[Exercise aim] Set down every record below exactly as it stands.

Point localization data
======
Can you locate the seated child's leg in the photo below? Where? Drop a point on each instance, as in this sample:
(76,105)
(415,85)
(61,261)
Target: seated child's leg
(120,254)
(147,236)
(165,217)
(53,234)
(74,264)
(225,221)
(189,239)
======
[Task result]
Can you locate the seated child's leg in the photo below? Where? Drop a point on each instance, as in this sample:
(76,105)
(415,85)
(61,261)
Target: seated child's leg
(120,254)
(147,236)
(165,217)
(53,234)
(74,264)
(225,221)
(189,239)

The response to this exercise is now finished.